SUPPLIED ENTRIES:
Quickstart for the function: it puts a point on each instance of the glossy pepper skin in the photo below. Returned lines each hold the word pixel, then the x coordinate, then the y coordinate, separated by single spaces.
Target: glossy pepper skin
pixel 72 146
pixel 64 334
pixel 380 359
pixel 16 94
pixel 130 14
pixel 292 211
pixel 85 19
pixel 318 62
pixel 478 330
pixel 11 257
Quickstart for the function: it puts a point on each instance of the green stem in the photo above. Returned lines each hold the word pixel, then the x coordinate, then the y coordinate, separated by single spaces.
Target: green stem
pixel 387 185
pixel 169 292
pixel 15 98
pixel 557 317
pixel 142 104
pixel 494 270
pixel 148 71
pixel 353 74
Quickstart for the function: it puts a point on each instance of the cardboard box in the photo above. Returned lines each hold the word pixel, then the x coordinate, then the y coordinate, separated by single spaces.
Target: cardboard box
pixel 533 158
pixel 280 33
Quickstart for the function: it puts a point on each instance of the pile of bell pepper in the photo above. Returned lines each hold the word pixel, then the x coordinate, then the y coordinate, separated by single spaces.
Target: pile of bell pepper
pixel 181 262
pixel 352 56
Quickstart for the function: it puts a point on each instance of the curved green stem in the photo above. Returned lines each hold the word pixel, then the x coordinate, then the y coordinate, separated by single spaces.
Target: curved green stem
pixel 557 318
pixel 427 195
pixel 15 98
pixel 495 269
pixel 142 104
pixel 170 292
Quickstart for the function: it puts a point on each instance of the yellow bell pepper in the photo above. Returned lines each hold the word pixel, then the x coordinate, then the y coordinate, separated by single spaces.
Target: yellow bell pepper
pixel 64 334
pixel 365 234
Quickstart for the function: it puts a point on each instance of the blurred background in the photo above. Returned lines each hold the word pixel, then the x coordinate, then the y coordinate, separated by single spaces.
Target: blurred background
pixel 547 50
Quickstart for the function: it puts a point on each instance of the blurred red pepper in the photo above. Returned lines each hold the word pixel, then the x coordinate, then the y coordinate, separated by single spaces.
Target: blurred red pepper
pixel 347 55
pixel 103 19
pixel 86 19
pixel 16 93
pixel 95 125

WRITTEN PROBLEM: Copy out every line of the records, unchanged, from the line containing "the blurred red" through the last line of the records, including both of those lines.

FULL RESPONSE:
Quickstart for the function: it puts a point on each instance of the blurred red pepper in the photo above. Returned lines each hold the word pixel, then the x coordinate, then the y coordinate, separated by single spaces.
Target: blurred red pepper
pixel 347 55
pixel 103 19
pixel 86 19
pixel 16 93
pixel 95 125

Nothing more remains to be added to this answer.